-- Start of Records provided --

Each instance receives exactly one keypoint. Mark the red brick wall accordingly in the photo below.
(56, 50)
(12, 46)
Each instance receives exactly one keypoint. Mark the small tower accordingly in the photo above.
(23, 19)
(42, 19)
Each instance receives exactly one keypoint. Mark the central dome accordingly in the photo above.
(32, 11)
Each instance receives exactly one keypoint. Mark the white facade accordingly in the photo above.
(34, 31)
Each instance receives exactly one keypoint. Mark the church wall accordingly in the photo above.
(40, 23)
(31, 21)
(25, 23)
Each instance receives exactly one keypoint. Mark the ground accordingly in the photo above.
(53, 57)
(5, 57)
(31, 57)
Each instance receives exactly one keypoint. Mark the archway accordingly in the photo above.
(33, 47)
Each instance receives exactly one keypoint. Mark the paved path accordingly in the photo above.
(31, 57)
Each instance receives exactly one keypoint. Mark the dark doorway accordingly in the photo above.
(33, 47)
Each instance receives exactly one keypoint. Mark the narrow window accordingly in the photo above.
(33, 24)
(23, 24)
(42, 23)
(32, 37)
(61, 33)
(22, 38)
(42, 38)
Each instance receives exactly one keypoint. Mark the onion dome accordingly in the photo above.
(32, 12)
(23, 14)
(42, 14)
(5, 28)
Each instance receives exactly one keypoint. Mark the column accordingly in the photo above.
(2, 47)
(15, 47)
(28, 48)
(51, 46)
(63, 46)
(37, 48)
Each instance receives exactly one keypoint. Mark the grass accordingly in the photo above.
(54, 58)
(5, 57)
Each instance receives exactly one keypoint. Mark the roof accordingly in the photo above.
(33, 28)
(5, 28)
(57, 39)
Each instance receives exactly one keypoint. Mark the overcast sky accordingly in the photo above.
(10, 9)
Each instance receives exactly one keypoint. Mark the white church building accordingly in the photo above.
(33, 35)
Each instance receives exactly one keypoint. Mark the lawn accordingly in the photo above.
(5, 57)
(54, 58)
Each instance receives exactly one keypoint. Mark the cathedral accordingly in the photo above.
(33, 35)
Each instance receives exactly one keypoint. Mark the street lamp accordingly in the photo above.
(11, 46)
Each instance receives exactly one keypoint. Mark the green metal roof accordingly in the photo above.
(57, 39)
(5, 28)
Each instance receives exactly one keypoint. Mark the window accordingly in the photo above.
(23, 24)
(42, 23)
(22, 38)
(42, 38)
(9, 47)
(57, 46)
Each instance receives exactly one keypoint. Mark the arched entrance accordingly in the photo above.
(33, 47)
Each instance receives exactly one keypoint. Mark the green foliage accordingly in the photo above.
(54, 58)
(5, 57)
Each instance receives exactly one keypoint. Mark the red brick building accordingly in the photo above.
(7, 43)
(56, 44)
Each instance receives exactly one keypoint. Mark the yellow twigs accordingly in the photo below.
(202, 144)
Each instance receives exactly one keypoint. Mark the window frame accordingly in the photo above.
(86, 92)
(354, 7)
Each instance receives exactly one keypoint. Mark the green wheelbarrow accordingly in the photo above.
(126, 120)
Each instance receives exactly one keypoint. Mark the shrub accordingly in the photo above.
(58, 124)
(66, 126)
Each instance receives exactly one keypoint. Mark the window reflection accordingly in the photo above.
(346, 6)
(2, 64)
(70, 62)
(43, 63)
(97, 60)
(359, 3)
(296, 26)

-- End of Records provided --

Output the listing above word for word.

Each instance receives exactly one keypoint. Mark the red brick wall accordingly in the photo below.
(56, 50)
(12, 46)
Each instance receives exactly one keypoint. Mark the small tower accordingly in the photo above.
(23, 19)
(42, 19)
Each instance receives exactly one keypoint. Mark the central dome accordingly in the photo above.
(32, 11)
Each instance receives exactly one keypoint. Mark the white facade accordingly in the photo above.
(34, 31)
Each instance receives exactly one keypoint. Mark the church wall accordingly in the photo above.
(40, 23)
(31, 21)
(25, 23)
Each instance receives exactly one keypoint. Mark the ground accordingly in the photo above.
(53, 57)
(5, 57)
(31, 57)
Each instance receives exactly one keypoint. Mark the archway accordingly in the photo above.
(33, 47)
Each instance receives exactly one keypoint. Mark the paved path accordingly in the photo above.
(31, 57)
Each instance receives exactly one keypoint. Mark the dark doorway accordingly in the photo above.
(33, 47)
Each instance receives exactly one keypoint. Mark the narrow window accordingly in the photo above.
(33, 24)
(23, 24)
(42, 23)
(32, 37)
(61, 33)
(22, 38)
(42, 38)
Each instance receives exactly one keypoint. Mark the onion dome accordingly in the photo above.
(32, 12)
(23, 14)
(42, 14)
(5, 28)
Each instance receives exactly one keypoint. Mark the column accordingly in the photo above.
(2, 47)
(15, 47)
(28, 48)
(51, 46)
(63, 46)
(37, 48)
Each instance receives exactly one keypoint. Mark the grass accordingly in the photo above.
(54, 58)
(5, 57)
Each instance receives exactly one keypoint. Mark the roof accordingly in the photo above.
(33, 28)
(5, 28)
(57, 39)
Each instance receives exactly one keypoint. Mark the overcast sky accordingly in the photo above.
(10, 9)
Each instance receives exactly one keypoint. Mark the white church building accordingly in the photo above.
(33, 35)
Each instance receives exactly one keypoint. Mark the lawn accordingly in the photo above.
(5, 57)
(54, 58)
Each instance receives exactly one keypoint. Mark the cathedral accordingly in the photo above.
(33, 35)
Each instance receives exactly one keypoint. Mark the street lamp accordingly in the photo above.
(11, 46)
Each instance receives exactly one keypoint. Mark the green metal roof accordingly in the photo above.
(57, 39)
(5, 28)
Each instance receives exactly one keypoint. Mark the window accordingly in the photo above.
(23, 24)
(42, 23)
(22, 38)
(42, 38)
(9, 47)
(57, 46)
Each instance receives exactly one keypoint. Mark the arched entrance accordingly in the photo above.
(33, 47)
Each instance receives exactly one keypoint. Mark the green foliage accordingly in the photo above.
(54, 58)
(5, 57)
Each instance receives exactly one keypoint. Mark the red brick building accordingly in the photo above.
(7, 43)
(56, 44)
Each instance receives exactly one keypoint. Mark the yellow twigs accordingly in the photo below.
(202, 144)
Each instance receives exactly one keypoint. Mark the window frame accordingly in the photo above.
(86, 92)
(354, 7)
Each instance receives exactly one keypoint. Mark the green wheelbarrow accordingly in the photo above.
(126, 120)
Each instance receives exactly one keypoint. Mark the shrub accordingly in the photo above.
(58, 124)
(66, 126)
Each instance receives exactly one keypoint. Mark the window reflection accordingly in the photo above.
(346, 6)
(2, 64)
(70, 62)
(43, 63)
(97, 60)
(359, 3)
(296, 26)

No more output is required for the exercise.